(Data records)
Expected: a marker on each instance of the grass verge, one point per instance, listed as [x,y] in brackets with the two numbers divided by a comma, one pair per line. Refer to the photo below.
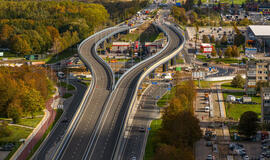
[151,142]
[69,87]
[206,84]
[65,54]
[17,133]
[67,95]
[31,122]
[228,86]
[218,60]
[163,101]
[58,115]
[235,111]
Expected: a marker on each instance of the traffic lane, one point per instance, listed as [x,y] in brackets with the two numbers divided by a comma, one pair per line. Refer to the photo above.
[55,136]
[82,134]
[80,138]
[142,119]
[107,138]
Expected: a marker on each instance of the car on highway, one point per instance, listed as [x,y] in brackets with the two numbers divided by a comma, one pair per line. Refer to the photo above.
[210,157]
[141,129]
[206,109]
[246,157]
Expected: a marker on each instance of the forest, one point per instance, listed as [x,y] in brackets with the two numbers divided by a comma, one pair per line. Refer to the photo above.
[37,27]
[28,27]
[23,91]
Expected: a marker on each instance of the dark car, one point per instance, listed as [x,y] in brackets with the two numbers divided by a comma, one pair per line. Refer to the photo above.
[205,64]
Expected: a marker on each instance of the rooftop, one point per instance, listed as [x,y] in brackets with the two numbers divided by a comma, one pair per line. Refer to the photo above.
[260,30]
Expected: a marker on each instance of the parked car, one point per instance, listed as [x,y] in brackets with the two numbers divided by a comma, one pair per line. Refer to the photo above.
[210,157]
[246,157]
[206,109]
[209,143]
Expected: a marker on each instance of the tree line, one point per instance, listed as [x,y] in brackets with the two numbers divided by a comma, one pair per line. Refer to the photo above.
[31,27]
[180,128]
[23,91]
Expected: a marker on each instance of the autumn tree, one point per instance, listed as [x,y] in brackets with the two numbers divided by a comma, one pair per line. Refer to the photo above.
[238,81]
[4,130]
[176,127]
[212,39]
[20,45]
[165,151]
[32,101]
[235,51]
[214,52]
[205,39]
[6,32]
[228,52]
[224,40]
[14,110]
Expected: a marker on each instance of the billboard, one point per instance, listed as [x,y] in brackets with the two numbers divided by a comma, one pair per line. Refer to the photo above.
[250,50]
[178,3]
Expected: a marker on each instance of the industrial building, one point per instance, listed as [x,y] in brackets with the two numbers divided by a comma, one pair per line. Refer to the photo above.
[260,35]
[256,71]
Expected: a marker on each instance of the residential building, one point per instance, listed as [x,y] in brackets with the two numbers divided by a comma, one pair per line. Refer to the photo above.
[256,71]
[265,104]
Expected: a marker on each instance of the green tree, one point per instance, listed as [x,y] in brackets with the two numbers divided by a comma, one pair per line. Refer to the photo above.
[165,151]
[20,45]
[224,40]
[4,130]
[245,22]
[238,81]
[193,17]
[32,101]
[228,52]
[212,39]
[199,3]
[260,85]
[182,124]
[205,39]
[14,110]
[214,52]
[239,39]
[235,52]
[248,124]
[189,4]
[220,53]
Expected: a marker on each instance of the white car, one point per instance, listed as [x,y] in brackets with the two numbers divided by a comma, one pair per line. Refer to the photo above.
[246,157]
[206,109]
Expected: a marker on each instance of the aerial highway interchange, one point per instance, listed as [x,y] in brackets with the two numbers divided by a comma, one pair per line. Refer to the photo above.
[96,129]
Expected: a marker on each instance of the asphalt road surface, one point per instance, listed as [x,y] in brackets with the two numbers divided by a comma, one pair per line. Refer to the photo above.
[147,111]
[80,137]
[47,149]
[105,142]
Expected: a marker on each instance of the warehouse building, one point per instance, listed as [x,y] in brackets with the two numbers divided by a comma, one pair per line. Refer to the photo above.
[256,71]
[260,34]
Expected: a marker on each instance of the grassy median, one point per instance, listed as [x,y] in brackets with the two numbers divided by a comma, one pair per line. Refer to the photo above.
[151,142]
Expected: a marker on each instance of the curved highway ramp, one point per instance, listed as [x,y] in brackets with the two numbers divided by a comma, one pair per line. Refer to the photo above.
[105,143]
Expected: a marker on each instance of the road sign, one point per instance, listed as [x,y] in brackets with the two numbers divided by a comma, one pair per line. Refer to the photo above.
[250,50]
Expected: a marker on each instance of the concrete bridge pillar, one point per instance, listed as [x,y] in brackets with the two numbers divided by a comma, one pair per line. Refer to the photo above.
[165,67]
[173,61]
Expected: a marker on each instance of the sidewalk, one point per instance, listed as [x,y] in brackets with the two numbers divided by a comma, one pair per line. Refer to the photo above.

> Exercise directions: Omitting all pictures, reproduce the records above in their entirety.

> Response area:
Expected: a marker on each instance of the grass verge, one point per instance, listed as [x,y] in brackets with the two numbers divided by a comma, one pair per line. Refer to the photo below.
[151,142]
[69,87]
[206,84]
[65,54]
[17,133]
[67,95]
[31,122]
[228,86]
[218,60]
[163,101]
[58,115]
[235,111]
Expected: a marker on each instance of the traffic lane, one point per instance, listed as [x,y] in brackets with the two numbers divided by a comma, one pair per line. Refer to the photo above.
[55,136]
[82,134]
[80,138]
[142,119]
[107,138]
Expected: a marker on each instance of the car on highway, one point per instance, listed as [x,y] in brackets with the two numbers divided by a comma, one pair per line. Refer to the photo above.
[210,157]
[141,129]
[206,109]
[246,157]
Expected: a marker on each instance of the forest, one point per instance, listed as [x,y] in brackets with the two numbers divided by a comma, one pair per line. Refer to the photo above.
[37,27]
[28,27]
[23,91]
Expected: a marker on each instance of the dark car, one point per instance, listed as [x,y] in brackets with the two numbers divided by a comma, one pair per line. Refer to the photo above.
[205,64]
Expected: a marker on each instance of the rooftop, one point per instance, listed as [x,y] in brackets with the two numbers divided by a comma, one pair per line. Refer to the photo above.
[260,30]
Expected: a marker on each instance of the parked car, one point per instance, listed as [x,y] in brackets with the two numbers divided by a comma, one pair per line. Refer to the photo above.
[210,157]
[246,157]
[206,109]
[209,143]
Expected: a marker on each instance of the tree line, one point per instance, listed as [x,y] in brackets with the two numbers divided by a comma, one pair per line. Refer to the photo above.
[31,27]
[180,128]
[23,91]
Expected: a marker on each instance of the autumn tree, one point per instance, listed as [x,y] in brackets with the two numbers divided by a comma, one pair per line. Refer to the photo above.
[238,81]
[4,130]
[176,127]
[212,39]
[20,45]
[165,151]
[32,101]
[235,51]
[214,52]
[205,39]
[6,32]
[228,52]
[224,40]
[14,110]
Expected: a marker on each instance of the billboard, one point per instance, listed as [x,y] in brackets with the two numbers divided by a comma, one pair per line. Refer to the photo above.
[250,50]
[178,3]
Expected: a marker on each instance of the industrial building, one point per instance, listed as [x,y] in brackets with the two numbers divided by a comma, one pair per line. Refer to the photo above.
[260,35]
[256,71]
Expected: a marker on each instance of the residential building, one point per instance, listed as [x,y] in brackets with the two numbers divided by a comma, one pair per line. Refer to the photo above.
[256,71]
[265,104]
Expected: a marker on each instance of the green tree, one point per instance, listed as [x,y] in brackets with the two numbers divided by a comma, one pair per line. Refer to the photo above.
[165,151]
[20,45]
[224,40]
[4,130]
[245,22]
[238,81]
[193,17]
[32,101]
[228,52]
[212,39]
[199,3]
[260,85]
[182,124]
[205,39]
[14,110]
[214,52]
[239,39]
[235,52]
[248,124]
[189,4]
[220,53]
Expected: a marker on each instance of the white car, one point per instance, listed as [x,y] in brackets with the two numbers divided by a comma, one pair per line. Refer to the photo above.
[246,157]
[206,109]
Expected: a marker on each instance of the aerial highway interchange, one point per instance, listed as [x,y] in brackets with the two numbers divided by a comma, one pair per line. Refer to the photo above.
[96,129]
Expected: a marker on each instance of the asphalt road surface, one point per instance, listed as [x,y] in brackets with the two numbers divided by a comma, one pair per line. Refer to the photo above.
[147,111]
[80,137]
[47,149]
[105,142]
Expected: a marker on each instance of the warehouse building, one point per instance, listed as [x,y] in brackets with the two numbers divided by a comma, one pair per line. Refer to the photo above.
[256,71]
[260,34]
Expected: a marker on each instance of the grassy median, one point per instance, listed as [x,y] in brackets with the two numbers divided by a comma, one pair per line. Refer to the photo above.
[151,142]
Expected: a marker on each instance of the curved highway ramp, one point per instance, listed as [x,y] in brackets with the two numbers divided by a comma, one pair per line. Refer to the photo above.
[105,143]
Expected: a marker on each instance of the road sign, one point per instance, listed as [x,y] in brackets with the two numbers divided by a comma, one pair per line. Refer to the photo above.
[250,50]
Expected: a marker on each instance of the concrete bridge pillar, one point per instance, listed as [x,y] in brackets with the two numbers divided by a comma, one pair per line. Refer to the photo above.
[165,67]
[173,61]
Expected: a marker on each instance of the sidewalk, one point per instance, listed as [x,y] in brackets with the two numbers divided by a comma, one pair per line. Refer to the photo above.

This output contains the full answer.